Object pointing dataset rows:
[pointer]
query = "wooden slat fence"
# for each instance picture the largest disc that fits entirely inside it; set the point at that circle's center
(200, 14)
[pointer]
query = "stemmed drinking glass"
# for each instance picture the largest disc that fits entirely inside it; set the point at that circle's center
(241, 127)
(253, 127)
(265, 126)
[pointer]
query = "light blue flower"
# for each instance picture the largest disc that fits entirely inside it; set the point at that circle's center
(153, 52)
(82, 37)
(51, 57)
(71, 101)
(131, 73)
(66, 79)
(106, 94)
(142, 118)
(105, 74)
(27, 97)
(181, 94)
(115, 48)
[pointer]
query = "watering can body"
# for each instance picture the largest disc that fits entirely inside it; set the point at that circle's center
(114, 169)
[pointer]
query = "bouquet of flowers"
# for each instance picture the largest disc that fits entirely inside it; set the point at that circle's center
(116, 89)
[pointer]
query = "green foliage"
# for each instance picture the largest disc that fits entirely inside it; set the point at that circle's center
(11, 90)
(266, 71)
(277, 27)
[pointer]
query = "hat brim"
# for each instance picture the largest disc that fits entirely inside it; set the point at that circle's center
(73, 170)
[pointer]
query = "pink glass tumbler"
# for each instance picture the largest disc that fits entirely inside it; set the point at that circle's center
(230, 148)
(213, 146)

DIRECTIVE:
Restate every entry word for word.

OUTPUT FOR THIS EXERCISE:
[pointer]
query = "wooden slat fence"
# for each instance picture the largest disc that fits entirely inside it; set the point at that circle's center
(200, 14)
[pointer]
query = "stemmed drinking glass"
# for each instance picture the largest disc that fits entirely inside it; set the point at that circle's center
(241, 127)
(253, 127)
(265, 126)
[pointer]
query = "light blue flower"
# for each instance picture the largest disc that fits entirely inside it; set the point at that circle's center
(153, 52)
(82, 37)
(51, 57)
(71, 101)
(131, 73)
(66, 79)
(106, 94)
(142, 118)
(105, 74)
(27, 97)
(181, 94)
(115, 48)
[pointer]
query = "watering can body"
# for each instance picture the largest disc that fits entirely inside it; set the point at that circle's center
(114, 169)
[pointer]
query = "bouquet of flowers"
# for each instance picture the largest disc that fits entirely inside it; set the point at that circle's center
(116, 89)
[pointer]
query = "green foliage"
# for each instance picture the largest disc that fits entirely inside it; set the point at that circle's center
(11, 90)
(266, 71)
(277, 27)
[pointer]
query = "hat brim"
# for each instance picture the largest disc that fits entirely inside it; set the point at that circle's center
(73, 170)
[pointer]
query = "pink glass tumbler"
# for each instance picture the largest disc that fits entirely inside it; set the point at that circle's center
(230, 148)
(213, 146)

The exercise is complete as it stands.